-------- EXTRAIT CHOISI --------
Mais voici deux autres faits très-propres à démontrer les effets de l'âme sur le corps, et réciproquement les effets du corps sur l'âme. Une jeune fille, que ses dispositions naturelles ou la sévérité de l'éducation avaient jetée dans une dévotion outrée, tomba dans une espèce de mélancolie religieuse. La crainte mal raisonnée qu'on lui avait inspirée du souverain être, avait rempli son esprit d'idées noires ; et la suppression de ses règles fut une suite de la terreur et des alarmes habituelles dans lesquelles elle vivait. L'on employa inutilement contre cet accident les emménagogues les plus efficaces et les mieux choisis ; la suppression dura ; elle occasionna des effets si fâcheux, que la vie devint bien-tôt insupportable à la jeune malade ; et elle était dans cet état, lorsqu'elle eut le bonheur de faire connaissance avec un ecclésiastique d'un caractère doux et liant, et d'un esprit raisonnable, qui, partie par la douceur de sa conversation, partie par la force de ses raisons, vint à bout de bannir les frayeurs dont elle était obsédée, à la réconcilier avec la vie, et à lui donner des idées plus saines de la Divinité ; et à peine l'esprit fut-il guéri, que la suppression cessa, que l'embonpoint revint, et que la malade jouit d'une très-bonne santé, quoique sa manière de vivre fût exactement la même dans les deux états opposés. Mais comme l'esprit n'est pas moins sujet à des rechutes que le corps, cette fille étant retombée dans ses premières frayeurs superstitieuses, son corps retomba dans le même dérangement, et la maladie fut accompagnée des mêmes symptômes qu'auparavant. L'ecclésiastique suivit, pour la tirer de-là, la même voie qu'il avait employée ; elle lui réussit, les règles reparurent, et la santé revint. Pendant quelques années, la vie de cette jeune personne fut une alternative de superstition et de maladie, de religion et de santé. Quand la superstition dominait, les règles cessaient, et la santé disparaissait ; lorsque la religion et le bon sens reprenaient le dessus, les humeurs suivaient leur cours ordinaire, et la santé revenait.
--------
> **VOTRE TÂCHE**: Résumez l'extrait ci-dessus en deux phrases.
-------- DONNÉES FOURNIES --------
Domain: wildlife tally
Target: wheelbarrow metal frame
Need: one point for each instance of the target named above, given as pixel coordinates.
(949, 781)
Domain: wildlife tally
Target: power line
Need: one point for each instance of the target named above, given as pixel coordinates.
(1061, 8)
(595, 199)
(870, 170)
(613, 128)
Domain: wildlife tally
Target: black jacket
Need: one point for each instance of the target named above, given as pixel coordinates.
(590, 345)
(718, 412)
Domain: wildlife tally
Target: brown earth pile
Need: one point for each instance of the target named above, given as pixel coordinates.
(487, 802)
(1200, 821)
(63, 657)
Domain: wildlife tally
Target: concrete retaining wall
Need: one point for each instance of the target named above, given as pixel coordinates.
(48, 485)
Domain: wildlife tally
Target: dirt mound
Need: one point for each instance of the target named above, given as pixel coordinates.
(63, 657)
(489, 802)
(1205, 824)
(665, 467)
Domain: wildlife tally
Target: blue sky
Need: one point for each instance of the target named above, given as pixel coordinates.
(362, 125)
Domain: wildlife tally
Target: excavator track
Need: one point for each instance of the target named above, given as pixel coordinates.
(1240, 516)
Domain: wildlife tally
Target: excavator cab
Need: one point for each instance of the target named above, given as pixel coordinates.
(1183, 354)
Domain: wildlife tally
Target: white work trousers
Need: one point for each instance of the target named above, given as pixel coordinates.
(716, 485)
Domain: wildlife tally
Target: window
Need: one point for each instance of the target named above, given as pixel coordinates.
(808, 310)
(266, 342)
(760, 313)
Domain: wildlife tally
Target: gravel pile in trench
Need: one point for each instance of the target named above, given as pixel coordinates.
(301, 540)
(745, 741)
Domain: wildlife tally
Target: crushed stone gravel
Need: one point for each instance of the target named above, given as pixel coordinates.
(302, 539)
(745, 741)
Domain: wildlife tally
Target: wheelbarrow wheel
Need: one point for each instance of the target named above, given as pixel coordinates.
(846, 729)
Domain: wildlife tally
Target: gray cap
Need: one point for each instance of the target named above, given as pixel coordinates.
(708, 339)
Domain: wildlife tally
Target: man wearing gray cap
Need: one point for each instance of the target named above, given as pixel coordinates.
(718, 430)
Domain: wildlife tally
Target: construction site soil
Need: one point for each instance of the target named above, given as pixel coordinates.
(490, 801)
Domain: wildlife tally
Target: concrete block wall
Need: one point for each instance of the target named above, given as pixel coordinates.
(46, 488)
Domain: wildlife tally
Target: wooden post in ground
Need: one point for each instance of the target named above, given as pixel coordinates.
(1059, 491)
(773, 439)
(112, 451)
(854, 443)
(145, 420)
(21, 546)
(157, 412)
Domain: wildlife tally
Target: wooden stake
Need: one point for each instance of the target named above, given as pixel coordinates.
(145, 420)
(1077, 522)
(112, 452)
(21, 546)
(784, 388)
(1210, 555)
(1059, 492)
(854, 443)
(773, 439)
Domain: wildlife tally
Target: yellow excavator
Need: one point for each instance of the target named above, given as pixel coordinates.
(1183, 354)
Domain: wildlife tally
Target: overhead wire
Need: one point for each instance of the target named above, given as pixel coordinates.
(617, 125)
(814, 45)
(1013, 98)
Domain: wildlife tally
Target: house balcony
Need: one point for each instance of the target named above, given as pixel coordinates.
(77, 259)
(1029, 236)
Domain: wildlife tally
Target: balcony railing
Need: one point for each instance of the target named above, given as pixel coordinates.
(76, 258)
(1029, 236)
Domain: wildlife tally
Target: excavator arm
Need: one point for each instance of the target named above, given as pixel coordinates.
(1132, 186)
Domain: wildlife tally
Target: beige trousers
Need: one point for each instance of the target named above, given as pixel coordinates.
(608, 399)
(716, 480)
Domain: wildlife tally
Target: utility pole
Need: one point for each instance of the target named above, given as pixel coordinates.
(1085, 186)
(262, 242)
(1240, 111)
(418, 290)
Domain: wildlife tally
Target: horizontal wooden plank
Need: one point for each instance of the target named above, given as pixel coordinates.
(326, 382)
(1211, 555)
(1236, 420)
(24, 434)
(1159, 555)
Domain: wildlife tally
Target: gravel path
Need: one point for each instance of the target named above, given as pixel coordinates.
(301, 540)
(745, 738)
--------
> **RÉSULTAT OBTENU**: Une jeune fille, tombée dans une mélancolie religieuse à cause d'une crainte mal raisonnée du souverain être, vit ses règles se supprimer, et les emménagogues employés n'y firent rien. Un ecclésiastique doux et raisonnable bannit ses frayeurs, ce qui ramena ses règles et sa santé ; pendant quelques années, chaque retour de la superstition fit revenir la maladie, et chaque retour du bon sens rétablit la santé.